** Opening EXTRACT PROVIDED block **

Tag Archives: unification

New Article: “Why psychology isn’t unified, and probably never will be”

The lead article in the September issue of the Review of General Psychology is a piece by AHP’s Christopher Green (right) on the persistent issue of unification in psychology. In “Why psychology isn’t unified, and probably never will be” Green argues that unification is unlikely to ever occur within the discipline. The abstract reads,

Over the past few decades, a large literature has emerged on the question of how one might unify all or most of psychology under a single, coherent, rigorous framework, in a manner similar to that which unified physics under Newton’s Laws, or biology under Darwin’s theory of natural selection. It is argued here that this is a highly unlikely scenario in psychology given the contingent and opportunistic character of the processes that brought its original topics together into a new discipline, and the nearly continuous institutional, social, and even political negotiating and horse-trading that has determined psychology’s “boundaries” in the 14 decades since. Psychology, as the field currently stands, does not have the intellectual coherence to be brought together by any set of principles that would enable its phenomena to be captured and explained as rigorous products of those principles. If there is a kind of unification in psychology’s future, it is more likely to be one that, paradoxically, sees it broken up into a number of large “super subdisciplines,” each of which exhibits more internal coherence than does the current sprawling and heterogeneous whole.

** Closing EXTRACT PROVIDED block **
** Opening THE DATA block **

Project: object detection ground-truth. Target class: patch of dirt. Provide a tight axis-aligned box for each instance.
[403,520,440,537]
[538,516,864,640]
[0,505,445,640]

** Closing THE DATA block **

# [REQUIREMENT]
According to the post on Christopher Green's article about unification in psychology, what kind of unification does the abstract say is more likely in psychology's future?

# [WRITTEN RESPONSE]
Psychology will likely be broken up into a number of large "super subdisciplines," each more internally coherent than the current sprawling and heterogeneous whole.